GIVEN INSTRUCTION A: Report every line of the records that contains the string "straight", treating uppercase and lowercase letters as distinct.

TEXT SEGMENT:
····················

Another economic factor–risk of arrest–is also removed by eBay fakes, since you can’t be arrested for importing forgeries. Should you import what you think is an illegal antiquity but it turns out to be a fake, you run little risk of prosecution. The risk from lawsuits or criminal charges is effectively removed from the sale of antiquities when they are not really antiquities, a fact that reduces the cost and risk to both buyer and seller.
Transport cost is also dramatically reduced by commerce on the Web. One vendor on eBay advertises a Greek marble head dated to around 300 B.C. For this “rare artifact,” the shipping costs from Cyprus are a whopping $35 to anywhere in the United States. This is a far cry from the old days when a real illegal antiquity had to be couriered by a specialist who not only knew how to care for the piece, but how to doctor it up to avoid being arrested at customs. The same is true for objects from just about every well-known ancient culture in the world. Chinese, Bulgarian, Egyptian, Peruvian, and Mexican workshops are now producing fakes at a frenetic pace.
I have written previously of James Cuno’s Who Owns Antiquity? Museums and the Battle over our Ancient Heritage and the ongoing debate over the ownership of antiquities, particularly those antiquities housed far from their origins in the museums of the Western powers. Cuno has published another volume addressing the issues, Whose Culture? The Promise of Museums and the Debate Over Aniquities, a collection of essays by other art historians arguing in favor of housing these treasures in “Encyclopedic Museums” charged with the stewardship on behalf of all of humankind. Cuno would argue that, for example, artifacts produced by the Hittites belong no more to the Turks, in whose territory those artifacts are found, than they do to the entirety of humanity.

····················

GIVEN INSTRUCTION B: According to the passage on antiquities fakes, what shipping cost does one eBay vendor charge to send a Greek marble head from Cyprus to the United States?

EXTRACTED ENTRIES:
····················

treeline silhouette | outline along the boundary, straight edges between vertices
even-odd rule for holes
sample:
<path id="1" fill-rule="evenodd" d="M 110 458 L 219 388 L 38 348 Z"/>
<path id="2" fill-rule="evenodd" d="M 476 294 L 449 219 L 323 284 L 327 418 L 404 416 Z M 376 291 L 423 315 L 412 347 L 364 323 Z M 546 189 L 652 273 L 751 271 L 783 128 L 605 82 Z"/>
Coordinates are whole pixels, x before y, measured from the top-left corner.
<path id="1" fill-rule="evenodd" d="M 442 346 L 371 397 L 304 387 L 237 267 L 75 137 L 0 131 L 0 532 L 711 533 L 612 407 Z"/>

····················

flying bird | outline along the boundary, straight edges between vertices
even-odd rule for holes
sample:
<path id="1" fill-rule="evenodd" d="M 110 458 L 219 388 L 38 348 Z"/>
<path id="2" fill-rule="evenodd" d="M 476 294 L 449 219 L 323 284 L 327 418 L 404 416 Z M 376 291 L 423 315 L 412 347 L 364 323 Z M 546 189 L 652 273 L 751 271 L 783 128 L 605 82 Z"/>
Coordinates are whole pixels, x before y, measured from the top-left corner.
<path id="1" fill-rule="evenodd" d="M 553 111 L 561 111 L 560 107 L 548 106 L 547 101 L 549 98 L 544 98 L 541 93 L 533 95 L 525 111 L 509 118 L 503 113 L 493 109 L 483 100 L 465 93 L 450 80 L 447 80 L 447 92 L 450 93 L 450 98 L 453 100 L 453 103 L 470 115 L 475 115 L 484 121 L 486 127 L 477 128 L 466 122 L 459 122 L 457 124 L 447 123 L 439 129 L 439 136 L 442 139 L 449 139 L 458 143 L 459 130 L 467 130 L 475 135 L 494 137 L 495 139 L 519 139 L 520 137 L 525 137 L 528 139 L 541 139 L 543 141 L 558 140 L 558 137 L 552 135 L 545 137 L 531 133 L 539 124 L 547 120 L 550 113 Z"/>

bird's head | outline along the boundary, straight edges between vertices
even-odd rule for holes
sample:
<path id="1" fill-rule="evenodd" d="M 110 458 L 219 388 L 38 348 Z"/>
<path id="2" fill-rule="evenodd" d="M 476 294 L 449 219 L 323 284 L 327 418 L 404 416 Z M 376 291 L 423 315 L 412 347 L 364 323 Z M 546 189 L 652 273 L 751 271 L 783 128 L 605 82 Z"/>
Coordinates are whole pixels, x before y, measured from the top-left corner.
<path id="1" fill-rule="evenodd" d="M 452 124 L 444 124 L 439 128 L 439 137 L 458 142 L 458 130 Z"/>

····················

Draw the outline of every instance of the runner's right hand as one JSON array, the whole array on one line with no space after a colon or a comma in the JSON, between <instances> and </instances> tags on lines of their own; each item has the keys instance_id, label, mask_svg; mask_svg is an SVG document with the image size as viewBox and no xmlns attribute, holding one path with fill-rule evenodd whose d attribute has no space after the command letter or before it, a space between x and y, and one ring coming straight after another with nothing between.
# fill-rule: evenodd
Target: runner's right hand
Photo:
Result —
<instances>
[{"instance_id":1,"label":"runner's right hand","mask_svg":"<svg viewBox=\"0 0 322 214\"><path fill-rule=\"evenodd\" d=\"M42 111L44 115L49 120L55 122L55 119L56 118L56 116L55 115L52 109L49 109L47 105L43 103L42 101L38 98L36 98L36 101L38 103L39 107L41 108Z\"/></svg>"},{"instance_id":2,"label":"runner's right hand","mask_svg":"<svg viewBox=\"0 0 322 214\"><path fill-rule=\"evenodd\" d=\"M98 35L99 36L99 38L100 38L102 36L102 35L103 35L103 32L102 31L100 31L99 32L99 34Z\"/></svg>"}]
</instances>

····················

SOLUTION A:
treeline silhouette | outline along the boundary, straight edges between vertices
flying bird | outline along the boundary, straight edges between vertices
bird's head | outline along the boundary, straight edges between vertices
Draw the outline of every instance of the runner's right hand as one JSON array, the whole array on one line with no space after a colon or a comma in the JSON, between <instances> and </instances> tags on lines of their own; each item has the keys instance_id, label, mask_svg; mask_svg is an SVG document with the image size as viewBox and no xmlns attribute, holding one path with fill-rule evenodd whose d attribute has no space after the command letter or before it, a space between x and y, and one ring coming straight after another with nothing between.

SOLUTION B: $35 to anywhere in the United States.